■ Objectif ■
Recopiez tous les enregistrements en substituant « widest » à « thickest », sans rien changer d'autre.

■ Données fournies ■
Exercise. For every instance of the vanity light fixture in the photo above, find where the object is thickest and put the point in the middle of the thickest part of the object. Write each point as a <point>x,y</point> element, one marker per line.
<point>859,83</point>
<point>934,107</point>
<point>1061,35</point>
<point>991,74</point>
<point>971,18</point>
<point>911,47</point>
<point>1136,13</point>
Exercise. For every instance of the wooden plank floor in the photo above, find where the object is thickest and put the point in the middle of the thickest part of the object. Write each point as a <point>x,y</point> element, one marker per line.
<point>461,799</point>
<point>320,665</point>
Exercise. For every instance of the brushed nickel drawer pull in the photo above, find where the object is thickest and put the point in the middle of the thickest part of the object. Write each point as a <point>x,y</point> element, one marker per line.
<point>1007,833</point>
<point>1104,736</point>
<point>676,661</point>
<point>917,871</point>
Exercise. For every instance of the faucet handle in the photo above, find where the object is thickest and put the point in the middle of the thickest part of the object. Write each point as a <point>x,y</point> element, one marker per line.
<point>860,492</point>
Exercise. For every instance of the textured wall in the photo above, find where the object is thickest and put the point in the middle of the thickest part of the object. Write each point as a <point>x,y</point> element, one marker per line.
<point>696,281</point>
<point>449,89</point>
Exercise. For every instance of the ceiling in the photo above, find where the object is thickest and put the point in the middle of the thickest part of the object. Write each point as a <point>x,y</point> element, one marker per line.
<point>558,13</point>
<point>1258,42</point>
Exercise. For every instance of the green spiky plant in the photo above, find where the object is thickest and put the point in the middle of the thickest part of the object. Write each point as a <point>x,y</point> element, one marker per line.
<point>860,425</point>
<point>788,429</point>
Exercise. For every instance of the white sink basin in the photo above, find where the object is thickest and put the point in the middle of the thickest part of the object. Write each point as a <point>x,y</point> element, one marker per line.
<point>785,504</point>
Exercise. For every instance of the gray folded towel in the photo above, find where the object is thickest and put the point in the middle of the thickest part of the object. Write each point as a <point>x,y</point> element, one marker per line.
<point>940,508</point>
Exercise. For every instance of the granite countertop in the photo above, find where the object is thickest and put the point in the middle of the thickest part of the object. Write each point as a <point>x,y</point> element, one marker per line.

■ Corrigé ■
Exercise. For every instance of the vanity light fixture in the photo above, find where the object is widest and put the point in the middle of the widest part of the object. Write each point as a <point>x,y</point> element, one marker per line.
<point>859,83</point>
<point>934,107</point>
<point>1061,35</point>
<point>991,74</point>
<point>971,18</point>
<point>911,47</point>
<point>1136,13</point>
Exercise. For every instance of the wooden plank floor in the photo above, find where the object is widest and put the point in the middle of the widest part of the object. Write each point as a <point>x,y</point> element, one marker per line.
<point>461,799</point>
<point>320,665</point>
Exercise. For every instance of the brushed nickel drawer pull in the photo above, find where the object is widest and put the point in the middle of the widest part of the object. Write each point as a <point>x,y</point> element, one marker per line.
<point>1007,833</point>
<point>1104,736</point>
<point>676,661</point>
<point>917,871</point>
Exercise. For every instance of the faucet handle in the photo above, find where the object is widest and put the point in the middle of the widest part of the object. Write each point as a <point>x,y</point> element, one marker per line.
<point>860,492</point>
Exercise. For every instance of the textured wall in the photo above, find where the object is widest and put the point in the middle of the widest part of the object. Write each point as a <point>x,y</point> element, one marker per line.
<point>696,281</point>
<point>449,89</point>
Exercise. For every instance of the ceiling in the photo above, find where the object is widest and put the point in the middle of the widest part of the object. Write each point as a <point>x,y</point> element, one marker per line.
<point>558,13</point>
<point>1258,42</point>
Exercise. For every instance of the green spiky plant in the photo above, find where the object is widest and put the point in the middle of the widest part of the object. Write each point as a <point>x,y</point> element, one marker per line.
<point>860,425</point>
<point>788,429</point>
Exercise. For every instance of the white sink basin in the photo above, find where the object is widest and put the point in the middle of the widest part of the object. Write each point as a <point>x,y</point> element, one marker per line.
<point>785,504</point>
Exercise. For every instance of the gray folded towel in the photo above, find where the object is widest and put the point in the middle of the widest part of the object. Write each point as a <point>x,y</point> element, one marker per line.
<point>940,508</point>
Exercise. For every instance of the granite countertop in the photo above, find where the object is widest and put the point in the middle of the widest part of the object. Write each point as a <point>x,y</point> element, one marker per line.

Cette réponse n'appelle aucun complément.